◆ **Exercise text**
-- Opening Marker --

Clause (b). Direct assistance for the removal of children from the worst forms of child labour and for their rehabilitation and social integration. Trafficking in children. In its report, the Government indicates that trafficking in minors does not constitute a major problem in Israel. However, it also indicates that in some cases, victims are under the age of 18 years. The Committee takes due note of the information provided by the Government that “Maagan”, the shelter for victims of trafficking was opened in February 2004 and operates under the responsibility and supervision of the Ministry of Social Affairs. The shelter’s aim is to help women cope with their trauma. To that end, the shelter is guarded 24 hours a day and maintains a direct contact with the local police station. The Committee requests the Government to provide information on the effective and time-bound measures adopted to provide the necessary and appropriate direct assistance for the removal of child victims of trafficking as well as on the results achieved. It also asks the Government to provide information on the measures taken by the “Maagan” shelter, and possibly others, to ensure the rehabilitation and social integration of such children.

-- Closing Marker --

Answer these questions about the text on trafficking in children above, one line each, numbered to match.
1. What is the name of the shelter for victims of trafficking?
2. When was that shelter opened?
3. Under which ministry's responsibility and supervision does it operate?

◆ **Input data**
-- Opening Marker --

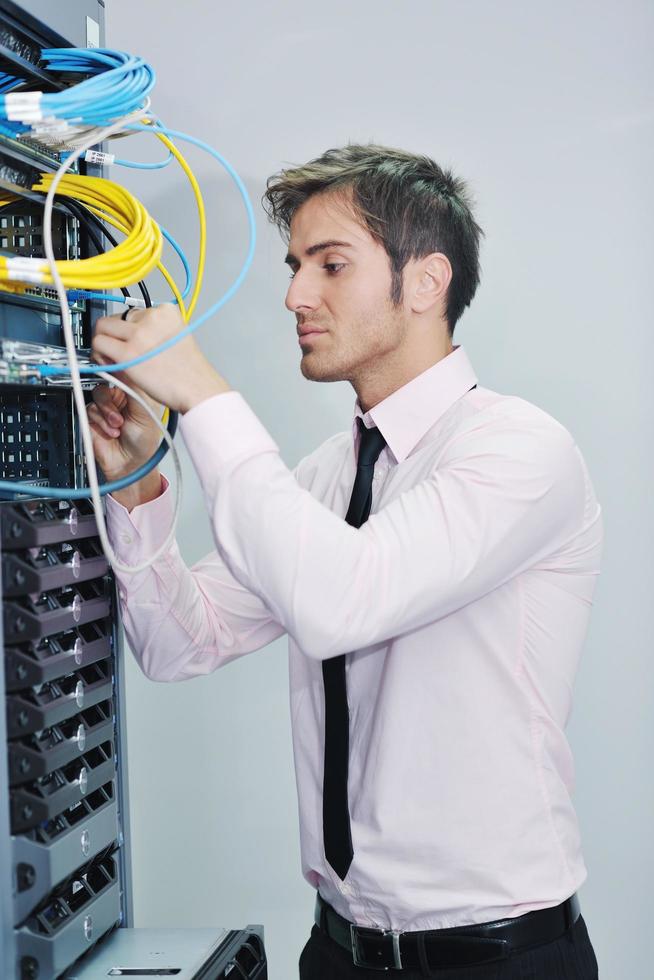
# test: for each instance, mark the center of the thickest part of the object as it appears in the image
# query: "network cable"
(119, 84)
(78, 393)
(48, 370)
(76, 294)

-- Closing Marker --
-- Opening Marker --

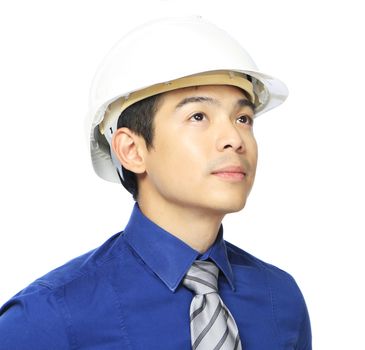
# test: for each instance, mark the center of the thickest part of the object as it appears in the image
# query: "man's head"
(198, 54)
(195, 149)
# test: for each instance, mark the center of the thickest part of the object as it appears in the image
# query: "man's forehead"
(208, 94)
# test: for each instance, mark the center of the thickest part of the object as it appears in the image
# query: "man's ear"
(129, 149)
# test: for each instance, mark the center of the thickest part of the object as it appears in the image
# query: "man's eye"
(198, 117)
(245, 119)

-- Closing Marker --
-- Opening Marker --

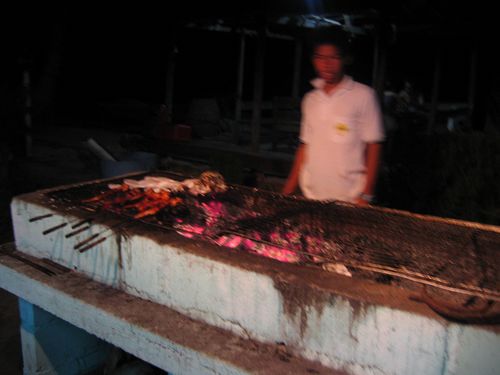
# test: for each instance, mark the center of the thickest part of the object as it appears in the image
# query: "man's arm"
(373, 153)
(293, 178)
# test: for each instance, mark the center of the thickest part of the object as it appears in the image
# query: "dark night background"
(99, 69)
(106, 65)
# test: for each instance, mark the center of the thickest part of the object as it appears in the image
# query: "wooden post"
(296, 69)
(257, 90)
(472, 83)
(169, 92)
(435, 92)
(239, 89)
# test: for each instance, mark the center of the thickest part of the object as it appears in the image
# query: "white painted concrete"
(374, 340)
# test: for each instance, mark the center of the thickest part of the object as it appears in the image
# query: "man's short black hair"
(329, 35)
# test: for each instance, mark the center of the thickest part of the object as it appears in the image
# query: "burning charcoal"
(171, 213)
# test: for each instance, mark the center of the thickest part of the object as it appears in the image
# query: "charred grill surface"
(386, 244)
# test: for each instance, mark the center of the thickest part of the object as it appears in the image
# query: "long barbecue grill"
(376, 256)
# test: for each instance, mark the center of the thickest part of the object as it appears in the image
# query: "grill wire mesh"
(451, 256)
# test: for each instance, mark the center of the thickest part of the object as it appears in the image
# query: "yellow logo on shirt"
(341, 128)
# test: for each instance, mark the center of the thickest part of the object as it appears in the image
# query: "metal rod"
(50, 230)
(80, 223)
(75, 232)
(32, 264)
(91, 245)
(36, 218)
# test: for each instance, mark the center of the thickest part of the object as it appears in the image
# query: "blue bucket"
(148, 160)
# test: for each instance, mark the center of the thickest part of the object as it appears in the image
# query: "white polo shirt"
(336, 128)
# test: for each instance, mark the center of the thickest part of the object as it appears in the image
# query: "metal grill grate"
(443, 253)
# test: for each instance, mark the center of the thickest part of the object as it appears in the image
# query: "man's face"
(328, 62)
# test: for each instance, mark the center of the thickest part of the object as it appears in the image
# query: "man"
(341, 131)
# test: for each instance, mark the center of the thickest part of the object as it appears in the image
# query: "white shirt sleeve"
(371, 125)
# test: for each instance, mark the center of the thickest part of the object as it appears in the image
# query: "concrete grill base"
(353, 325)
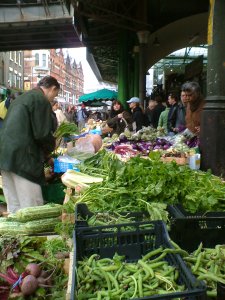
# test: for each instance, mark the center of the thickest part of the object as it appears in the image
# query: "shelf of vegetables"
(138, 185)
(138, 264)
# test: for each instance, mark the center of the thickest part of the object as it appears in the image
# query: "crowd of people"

-- Closing Marker --

◆ **Exercise response**
1. Maagan
2. February 2004
3. The Ministry of Social Affairs